● **WORK TO DO**
Recast the lines below as a Markdown table with two columns, n for the row number and Line for the text, and skip any blank lines.

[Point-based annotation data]
Begin

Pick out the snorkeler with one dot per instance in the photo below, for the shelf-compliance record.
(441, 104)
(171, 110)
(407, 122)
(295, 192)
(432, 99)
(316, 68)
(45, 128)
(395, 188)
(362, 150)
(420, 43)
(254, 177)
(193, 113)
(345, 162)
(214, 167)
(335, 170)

End

● **ANSWER TO THIS PROBLEM**
| n | Line |
|---|---|
| 1 | Pick out the snorkeler with one dot per instance in the photo below, for the shelf-compliance record. |
| 2 | (441, 104) |
| 3 | (171, 110) |
| 4 | (407, 122) |
| 5 | (295, 192) |
| 6 | (432, 99) |
| 7 | (316, 68) |
| 8 | (45, 128) |
| 9 | (395, 188) |
| 10 | (362, 150) |
| 11 | (420, 43) |
| 12 | (254, 177) |
| 13 | (193, 113) |
| 14 | (345, 162) |
| 15 | (214, 167) |
| 16 | (335, 170) |